▸ **The problem**: From the listing below, pull out each line containing the string "snowy" and copy those lines.

# Data for this task start

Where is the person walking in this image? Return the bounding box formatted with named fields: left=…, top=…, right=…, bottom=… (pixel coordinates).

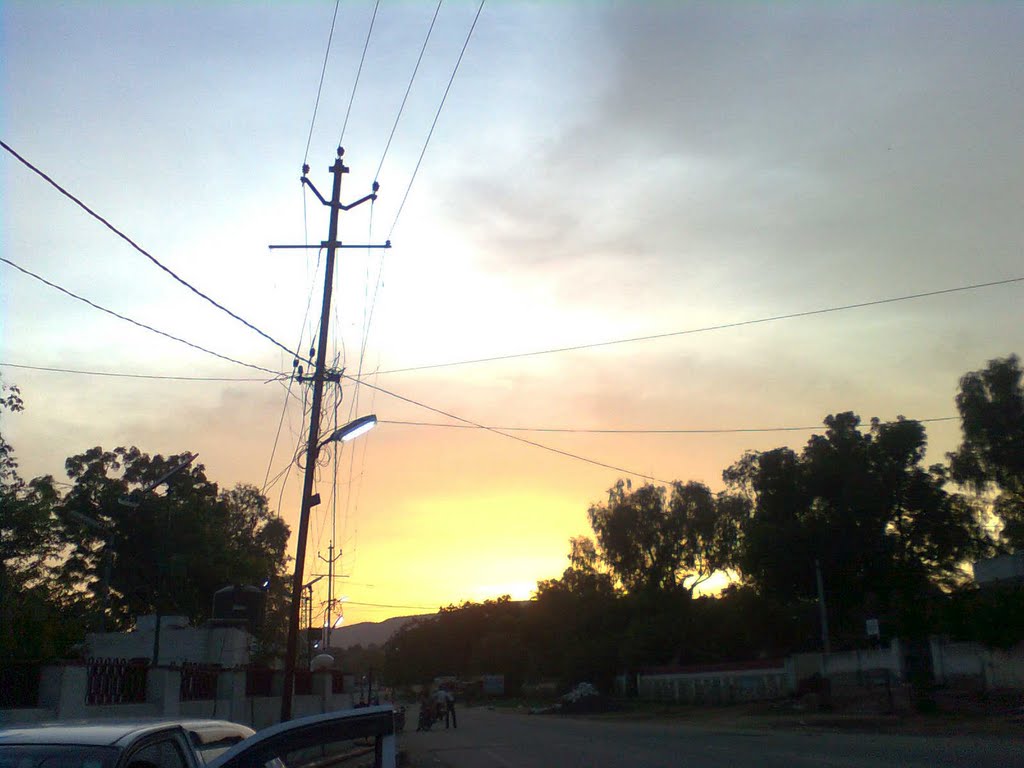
left=444, top=690, right=459, bottom=728
left=434, top=686, right=447, bottom=728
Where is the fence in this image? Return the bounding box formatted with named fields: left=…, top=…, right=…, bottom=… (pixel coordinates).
left=636, top=662, right=792, bottom=705
left=0, top=659, right=355, bottom=729
left=85, top=658, right=147, bottom=705
left=178, top=664, right=219, bottom=701
left=246, top=669, right=273, bottom=696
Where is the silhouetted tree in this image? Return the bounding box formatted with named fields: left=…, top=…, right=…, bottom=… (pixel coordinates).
left=723, top=413, right=987, bottom=634
left=949, top=354, right=1024, bottom=549
left=57, top=447, right=289, bottom=634
left=574, top=480, right=735, bottom=594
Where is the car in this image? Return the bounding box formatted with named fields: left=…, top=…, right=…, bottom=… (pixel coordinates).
left=0, top=705, right=396, bottom=768
left=0, top=720, right=255, bottom=768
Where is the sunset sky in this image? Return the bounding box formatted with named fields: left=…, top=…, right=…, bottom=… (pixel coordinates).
left=0, top=0, right=1024, bottom=623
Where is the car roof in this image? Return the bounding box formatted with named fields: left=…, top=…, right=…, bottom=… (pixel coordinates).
left=0, top=719, right=252, bottom=746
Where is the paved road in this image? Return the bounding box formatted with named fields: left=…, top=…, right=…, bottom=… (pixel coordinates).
left=400, top=709, right=1024, bottom=768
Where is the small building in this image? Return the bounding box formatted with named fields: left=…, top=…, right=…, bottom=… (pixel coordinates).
left=974, top=552, right=1024, bottom=587
left=85, top=614, right=253, bottom=669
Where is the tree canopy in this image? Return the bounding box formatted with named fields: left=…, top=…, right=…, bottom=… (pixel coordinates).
left=0, top=382, right=289, bottom=658
left=949, top=354, right=1024, bottom=549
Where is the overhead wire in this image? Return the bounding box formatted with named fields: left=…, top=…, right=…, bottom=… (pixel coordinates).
left=0, top=256, right=281, bottom=378
left=345, top=376, right=671, bottom=484
left=261, top=249, right=324, bottom=493
left=338, top=0, right=381, bottom=146
left=0, top=360, right=267, bottom=384
left=374, top=0, right=444, bottom=180
left=0, top=140, right=303, bottom=365
left=302, top=0, right=341, bottom=165
left=378, top=416, right=961, bottom=434
left=387, top=0, right=486, bottom=240
left=370, top=276, right=1024, bottom=376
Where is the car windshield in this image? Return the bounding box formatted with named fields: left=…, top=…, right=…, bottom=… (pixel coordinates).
left=0, top=744, right=119, bottom=768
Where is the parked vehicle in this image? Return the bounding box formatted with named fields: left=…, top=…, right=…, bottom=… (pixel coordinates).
left=0, top=706, right=396, bottom=768
left=0, top=720, right=255, bottom=768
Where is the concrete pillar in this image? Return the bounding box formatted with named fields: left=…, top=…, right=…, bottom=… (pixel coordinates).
left=145, top=667, right=181, bottom=717
left=889, top=637, right=906, bottom=682
left=217, top=670, right=252, bottom=725
left=374, top=733, right=398, bottom=768
left=312, top=670, right=334, bottom=713
left=39, top=665, right=89, bottom=720
left=928, top=635, right=946, bottom=685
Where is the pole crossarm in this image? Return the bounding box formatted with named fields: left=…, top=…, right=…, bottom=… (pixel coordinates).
left=281, top=146, right=382, bottom=722
left=267, top=240, right=391, bottom=251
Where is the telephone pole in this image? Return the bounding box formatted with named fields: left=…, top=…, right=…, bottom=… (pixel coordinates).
left=316, top=542, right=341, bottom=650
left=270, top=146, right=391, bottom=722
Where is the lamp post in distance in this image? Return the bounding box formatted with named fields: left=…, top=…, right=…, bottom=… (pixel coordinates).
left=281, top=414, right=377, bottom=722
left=319, top=414, right=377, bottom=449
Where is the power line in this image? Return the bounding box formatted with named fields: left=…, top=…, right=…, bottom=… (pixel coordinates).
left=379, top=276, right=1024, bottom=376
left=338, top=0, right=381, bottom=146
left=0, top=256, right=281, bottom=378
left=374, top=0, right=444, bottom=179
left=0, top=140, right=303, bottom=368
left=302, top=0, right=341, bottom=165
left=342, top=374, right=672, bottom=485
left=387, top=0, right=486, bottom=240
left=0, top=360, right=267, bottom=384
left=378, top=417, right=959, bottom=434
left=343, top=600, right=440, bottom=610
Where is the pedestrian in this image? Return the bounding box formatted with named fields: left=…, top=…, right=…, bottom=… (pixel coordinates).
left=444, top=690, right=459, bottom=728
left=434, top=686, right=447, bottom=728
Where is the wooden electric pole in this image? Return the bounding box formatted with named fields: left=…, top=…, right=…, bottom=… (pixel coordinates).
left=270, top=146, right=391, bottom=722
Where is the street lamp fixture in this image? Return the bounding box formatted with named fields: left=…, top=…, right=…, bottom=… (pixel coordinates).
left=281, top=417, right=377, bottom=722
left=319, top=414, right=377, bottom=447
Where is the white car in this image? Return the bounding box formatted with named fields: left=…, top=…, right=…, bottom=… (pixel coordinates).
left=0, top=706, right=396, bottom=768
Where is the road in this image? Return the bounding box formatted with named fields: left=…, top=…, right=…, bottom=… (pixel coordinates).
left=399, top=708, right=1024, bottom=768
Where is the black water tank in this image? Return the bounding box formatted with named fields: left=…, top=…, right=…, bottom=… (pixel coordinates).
left=213, top=584, right=266, bottom=635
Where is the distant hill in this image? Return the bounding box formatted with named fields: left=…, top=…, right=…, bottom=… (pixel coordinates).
left=331, top=613, right=423, bottom=649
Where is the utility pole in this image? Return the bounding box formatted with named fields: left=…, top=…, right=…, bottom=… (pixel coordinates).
left=316, top=542, right=341, bottom=649
left=270, top=146, right=391, bottom=722
left=814, top=558, right=831, bottom=655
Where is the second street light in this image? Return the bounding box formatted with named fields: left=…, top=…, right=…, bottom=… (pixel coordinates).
left=281, top=414, right=377, bottom=722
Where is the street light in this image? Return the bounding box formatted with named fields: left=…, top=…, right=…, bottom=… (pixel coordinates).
left=281, top=415, right=377, bottom=722
left=319, top=414, right=377, bottom=447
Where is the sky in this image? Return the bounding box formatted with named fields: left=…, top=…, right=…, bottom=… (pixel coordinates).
left=0, top=0, right=1024, bottom=624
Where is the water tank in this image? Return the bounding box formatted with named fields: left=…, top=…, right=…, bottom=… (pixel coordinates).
left=213, top=584, right=266, bottom=635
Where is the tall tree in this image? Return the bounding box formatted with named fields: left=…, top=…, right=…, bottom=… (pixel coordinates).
left=723, top=413, right=986, bottom=643
left=60, top=447, right=289, bottom=626
left=0, top=382, right=81, bottom=659
left=588, top=480, right=735, bottom=594
left=949, top=354, right=1024, bottom=549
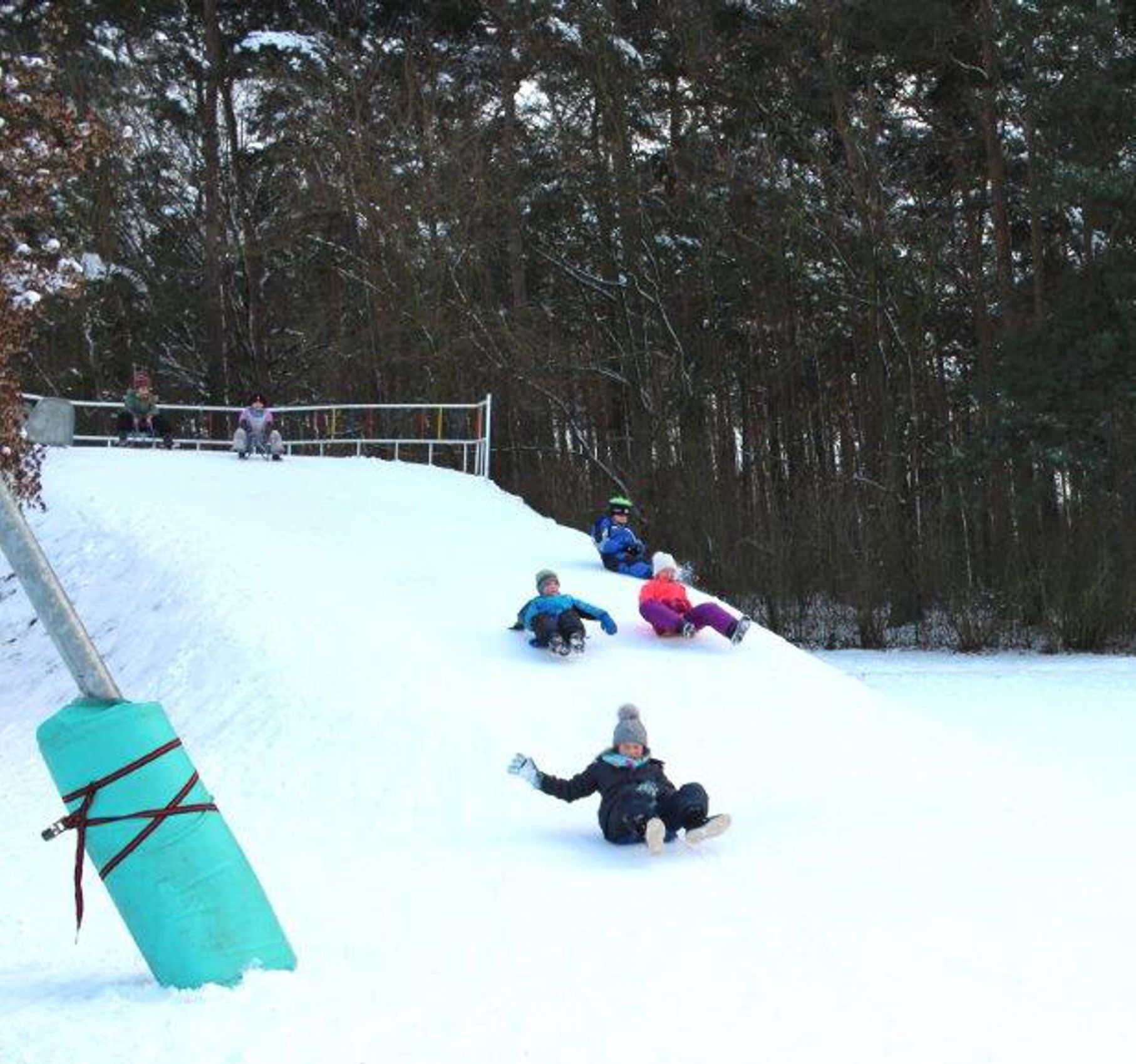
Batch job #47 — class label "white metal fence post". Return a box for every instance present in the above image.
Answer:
[482,392,493,480]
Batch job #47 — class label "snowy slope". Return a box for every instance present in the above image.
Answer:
[0,450,1136,1064]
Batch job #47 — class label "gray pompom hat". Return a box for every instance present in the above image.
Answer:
[611,702,646,748]
[536,569,560,592]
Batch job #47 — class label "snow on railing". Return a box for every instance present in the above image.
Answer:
[24,393,493,477]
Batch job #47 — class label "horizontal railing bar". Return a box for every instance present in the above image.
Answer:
[23,392,485,413]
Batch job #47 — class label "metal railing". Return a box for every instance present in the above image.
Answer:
[24,393,493,477]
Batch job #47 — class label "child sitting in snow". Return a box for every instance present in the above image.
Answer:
[512,569,618,654]
[592,495,651,581]
[233,392,284,462]
[639,550,752,644]
[509,704,730,854]
[117,369,174,450]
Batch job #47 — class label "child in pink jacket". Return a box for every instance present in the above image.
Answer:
[639,550,752,644]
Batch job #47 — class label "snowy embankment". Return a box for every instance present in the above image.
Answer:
[0,451,1136,1064]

# Data for this task end

▸ **Output for this exercise**:
Batch job #47 — class label "snowy slope". Return a box for every instance present in the above image.
Batch job #47 — class label "snowy embankment". Return a box for every instance present in the above image.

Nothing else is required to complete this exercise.